__Work to complete__.
(A) According to the plasma display panel text below, what color is the column-electrode protective layer 27?
(B) In the plasma display panel text below, recast the paragraph beginning "Each of the partition units 28" as a short bulleted list that keeps its main facts.
(C) Write the next paragraph of the plasma display panel text below, picking up after its final sentence.

Further, a dielectric layer 23 is formed on the rear-facing face of the front glass substrate 21 so as to cover the row electrode pairs (X2, Y2). On the rear-facing face of the dielectric layer 23, additional dielectric layers 23A, which project backward from the dielectric layer 23, are each formed in a position opposite to the back-to-back bus electrodes X2b and Y2b of the row electrode pairs (X2, Y2) adjacent to each other and to the area between the above bus electrode X2b and the above bus electrode Y2b positioned back to back, so as to extend parallel to the bus electrodes X2b, Y2b.

In turn, on the rear-facing faces of the dielectric layer 23 and the additional dielectric layers 23A, an MgO layer (hereinafter referred to as “thin-film MgO layer”) 24 of a thin film formed by vapor deposition or spattering is formed and covers the rear-facing faces of the dielectric layer 23 and the additional dielectric layers 23A.

An MgO layer (hereinafter referred to as “crystalline MgO layers”) 25 including MgO crystals causing a cathode-luminescence emission (CL emission) having a peak within a wavelength range of 200 nm to 300 nm (in particular, around 235 nm, of 230 nm to 250 nm) upon excitation by electron beams as described in detail later is formed on the rear-facing face of the thin-film MgO layer 24.

The crystalline MgO layer 25 is formed on either the entire rear-facing face or a part of the rear-facing face of the thin-film MgO layer 24, for example a part facing a discharge cell which will be described later (in the example illustrated in the figures, the crystalline MgO layer 25 is formed on the entire rear-facing face of the thin-film MgO layer 24).

On the other hand, on the display-side face of the back glass substrate 26 placed parallel to the front glass substrate 21, column electrodes D2 are arranged in parallel to each other at predetermined intervals so as to extend in a direction at right angles to the row electrode pairs (X2, Y2) (the column direction) through positions opposite to the paired transparent electrodes X2a and Y2a in each row electrode pair (X2, Y2).

A white column-electrode protective layer (dielectric layer) 27 covering the column electrodes D2 is further formed on the display-side face of the back glass substrate 26, and in turn partition units 28 are formed on the column-electrode protective layer 27.

Each of the partition units 28 is formed in a ladder shape made up of a pair of transverse walls 28A extending in the row direction in the respective positions opposite to the bus electrodes X2b and Y2b of each row electrode pair (X2, Y2), and vertical walls 28B each extending in the column direction between the pair of transverse walls 28A in a mid-position between the adjacent column electrodes D2. The partition units 28 are regularly arranged in the column direction on either side of an interstice SL which extends in the row direction between the back-to-back transverse walls 28A of the adjacent partition units 28.

Then, the ladder-shaped partition units 28 partition the discharge space S1 between the front glass substrate 21 and the back glass substrate 26 into quadrangles respectively corresponding to discharge cells C4 formed in relation to the paired transparent electrodes X2a and Y2a in each row electrode pair (X2, Y2).

A phosphor layer 29 is formed on the side faces of the transverse walls 28A and the vertical walls 28B of the partition unit 28 and the face of the column-electrode protective layer 27 which face toward the discharge space S1, so as to cover all these five faces. The arrangement of the colors of the phosphor layers 29 is the three primary colors, red, green and blue, in sequence in the row direction in the respective discharge cells C4.

__Dataset entries__.
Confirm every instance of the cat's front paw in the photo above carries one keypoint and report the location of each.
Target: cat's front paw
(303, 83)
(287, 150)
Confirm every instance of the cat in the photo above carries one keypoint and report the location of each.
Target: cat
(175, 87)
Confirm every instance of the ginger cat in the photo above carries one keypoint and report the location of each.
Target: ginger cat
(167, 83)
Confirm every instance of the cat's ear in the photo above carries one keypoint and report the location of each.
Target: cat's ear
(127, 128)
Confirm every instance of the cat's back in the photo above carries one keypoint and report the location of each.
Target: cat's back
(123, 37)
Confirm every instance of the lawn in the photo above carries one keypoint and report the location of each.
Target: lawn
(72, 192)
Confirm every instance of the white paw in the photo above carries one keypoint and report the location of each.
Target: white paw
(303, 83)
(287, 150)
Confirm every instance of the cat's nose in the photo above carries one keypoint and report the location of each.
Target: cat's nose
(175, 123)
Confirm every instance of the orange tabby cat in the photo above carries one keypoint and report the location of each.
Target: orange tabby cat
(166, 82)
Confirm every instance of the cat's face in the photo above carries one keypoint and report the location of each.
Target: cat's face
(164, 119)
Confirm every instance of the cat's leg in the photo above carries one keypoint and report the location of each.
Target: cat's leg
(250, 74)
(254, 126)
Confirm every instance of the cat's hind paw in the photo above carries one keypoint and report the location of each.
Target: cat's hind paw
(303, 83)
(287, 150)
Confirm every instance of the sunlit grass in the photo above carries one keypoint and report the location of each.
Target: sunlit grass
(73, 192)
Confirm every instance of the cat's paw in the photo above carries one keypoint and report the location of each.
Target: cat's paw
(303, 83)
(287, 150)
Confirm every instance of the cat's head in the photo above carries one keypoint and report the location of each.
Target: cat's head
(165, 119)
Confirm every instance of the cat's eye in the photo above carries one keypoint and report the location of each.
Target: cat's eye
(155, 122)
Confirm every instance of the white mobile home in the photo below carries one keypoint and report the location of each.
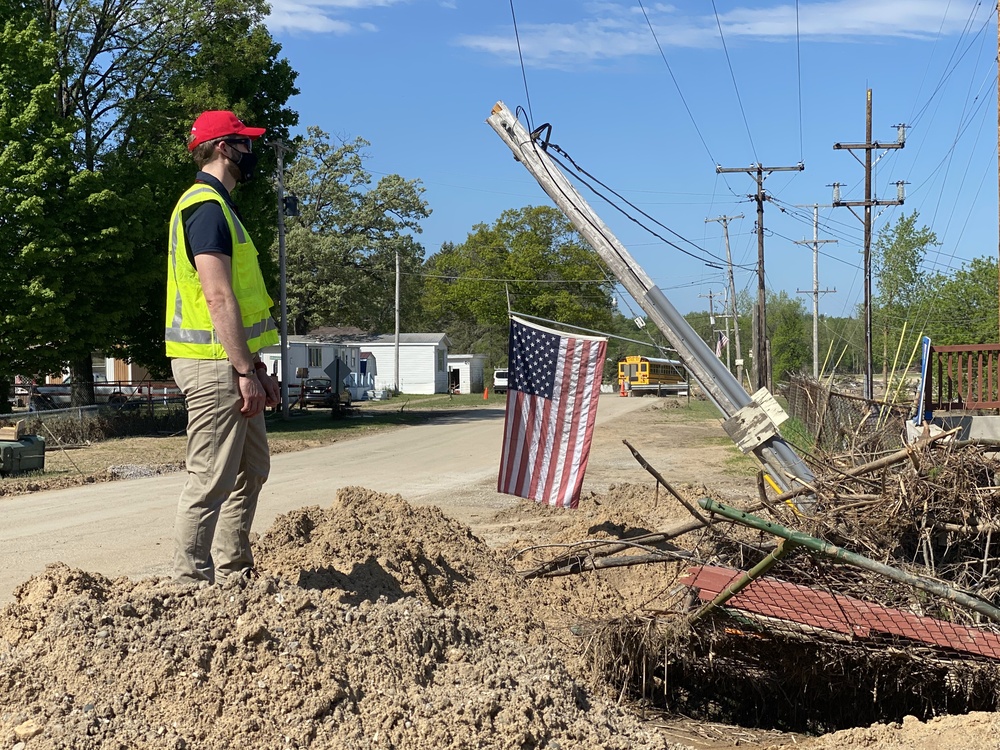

__Written responses__.
(A) White.

(B)
- Each partition unit 28 has a ladder shape.
- It has a pair of transverse walls 28A that run in the row direction, opposite the bus electrodes X2b and Y2b of each row electrode pair (X2, Y2).
- Vertical walls 28B run in the column direction between the two transverse walls, midway between adjacent column electrodes D2.
- The units are regularly arranged in the column direction on either side of an interstice SL. SL runs in the row direction between the back-to-back transverse walls 28A of adjacent units.

(C)
The crystalline MgO layer 25 (or the thin-film MgO layer 24 if the crystalline MgO layer 25 is formed only a portion of the rear-facing face of the thin-film MgO layer 24 facing each discharge cell C4) covering the additional dielectric layers 23A is in contact with the display-side faces of the transparent walls 28A of the partition units 28 (see FIG. 23), whereby each additional dielectric layer 23A blocks off the discharge cell C4 and the interstice SL from each other. However, the crystalline MgO layer 25 (or the thin-film MgO layer 24) is out of contact with the display-side face of the vertical wall 28B (see FIG. 24), to form a clearance r2 therebetween, so that the adjacent discharge cells C4 in the row direction communicate with each other by means of the clearance r2.

The discharge space S1 is filled with a discharge gas including xenon.

The crystalline MgO layer 25 is formed by depositing MgO crystals, as described earlier, to the surface of the rear-facing face of the thin-film MgO layer 24 covering the dielectric layer 23 and the additional dielectric layers 23A by a method such as a spraying technique or electrostatic coating technique.

Note that the embodiment example describes the case where the thin-film MgO layer 24 is formed on the rear-facing faces of the dielectric layer 23 and the additional dielectric layers 23A and then the crystalline MgO layer 25 is formed on the rear-facing face of the thin-film MgO layer 24. However, the thin-film MgO layer 24 may be formed on the rear-facing face of the crystalline MgO layer 25 after the crystalline MgO layer 25 may be formed on the rear-facing faces of the dielectric layer 23 and the additional dielectric layers 23A.

FIG. 25 illustrates the state when the thin-film MgO layer 24 is formed on the rear-facing face of the dielectric layer 23 and then MgO crystals are deposited to the rear-facing face of the thin-film MgO layer 24 to form the crystalline MgO layer 25 by use of a method such as a spraying technique or electrostatic coating technique.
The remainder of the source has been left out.